▶ [Task item]: In the records, each line holding "pylon" must be reported.

▶ [Exercise data]:
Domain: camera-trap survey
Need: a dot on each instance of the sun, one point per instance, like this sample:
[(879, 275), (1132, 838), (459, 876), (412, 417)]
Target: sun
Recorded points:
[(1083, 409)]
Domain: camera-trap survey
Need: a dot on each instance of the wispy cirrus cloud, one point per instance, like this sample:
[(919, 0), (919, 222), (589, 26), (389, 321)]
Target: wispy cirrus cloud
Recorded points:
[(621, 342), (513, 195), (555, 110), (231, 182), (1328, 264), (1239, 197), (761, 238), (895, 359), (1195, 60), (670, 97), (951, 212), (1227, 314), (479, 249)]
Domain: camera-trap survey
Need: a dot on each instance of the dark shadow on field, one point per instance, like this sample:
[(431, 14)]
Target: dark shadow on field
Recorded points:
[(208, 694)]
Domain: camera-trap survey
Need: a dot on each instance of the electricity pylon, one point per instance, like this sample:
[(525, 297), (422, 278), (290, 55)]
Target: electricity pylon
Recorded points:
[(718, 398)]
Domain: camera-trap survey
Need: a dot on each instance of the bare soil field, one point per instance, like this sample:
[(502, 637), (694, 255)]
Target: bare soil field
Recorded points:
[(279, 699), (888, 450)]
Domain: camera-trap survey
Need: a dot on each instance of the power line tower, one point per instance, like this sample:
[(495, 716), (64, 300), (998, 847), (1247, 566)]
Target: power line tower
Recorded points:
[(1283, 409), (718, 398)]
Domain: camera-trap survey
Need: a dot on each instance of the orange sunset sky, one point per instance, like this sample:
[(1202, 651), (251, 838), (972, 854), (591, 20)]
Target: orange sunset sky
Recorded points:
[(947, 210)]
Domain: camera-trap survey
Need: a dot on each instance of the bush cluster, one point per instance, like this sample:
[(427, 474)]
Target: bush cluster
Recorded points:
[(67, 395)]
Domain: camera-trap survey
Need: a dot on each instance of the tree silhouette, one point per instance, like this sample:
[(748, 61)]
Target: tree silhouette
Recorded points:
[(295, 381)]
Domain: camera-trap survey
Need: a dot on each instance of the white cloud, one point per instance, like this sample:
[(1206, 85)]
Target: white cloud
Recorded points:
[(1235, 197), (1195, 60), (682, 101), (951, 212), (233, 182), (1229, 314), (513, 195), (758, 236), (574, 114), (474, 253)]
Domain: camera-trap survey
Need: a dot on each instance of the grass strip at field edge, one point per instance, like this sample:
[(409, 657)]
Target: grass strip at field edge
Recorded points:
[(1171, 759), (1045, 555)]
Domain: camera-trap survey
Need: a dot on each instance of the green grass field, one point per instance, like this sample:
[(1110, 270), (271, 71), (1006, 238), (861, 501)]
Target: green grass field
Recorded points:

▶ [Task output]:
Need: a dot on each instance of the electricity pylon, one point per instance, like this sample:
Target: electricity pylon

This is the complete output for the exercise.